● **WHAT NEEDS TO BE DONE**
Each line from the one containing "# point at: bi-level house (one per instance)" through the last line of the records below is to be repeated as written, with nothing added.
———
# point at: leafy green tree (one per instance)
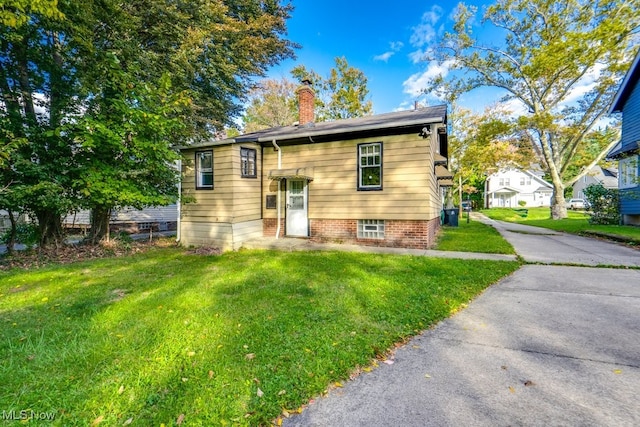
(14, 13)
(341, 95)
(101, 66)
(481, 144)
(271, 103)
(560, 60)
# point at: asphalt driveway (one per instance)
(548, 345)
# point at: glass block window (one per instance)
(371, 229)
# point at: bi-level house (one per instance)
(627, 102)
(375, 180)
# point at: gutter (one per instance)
(278, 201)
(179, 202)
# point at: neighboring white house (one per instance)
(608, 177)
(507, 187)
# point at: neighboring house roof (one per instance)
(505, 189)
(376, 125)
(624, 92)
(632, 77)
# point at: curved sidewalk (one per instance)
(294, 244)
(548, 345)
(545, 246)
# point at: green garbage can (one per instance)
(451, 217)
———
● **SOLVED EXERCISE**
# point at: bi-level house (one per instance)
(627, 102)
(375, 180)
# point at: gutter (one per instance)
(278, 201)
(179, 202)
# point at: neighboring white house (one per instance)
(608, 177)
(507, 187)
# point at: neighboring house roof (one per instance)
(505, 189)
(376, 125)
(624, 92)
(632, 77)
# point at: curved sidewalk (one per instance)
(294, 244)
(548, 345)
(545, 246)
# point at: green garbage can (one per instance)
(451, 217)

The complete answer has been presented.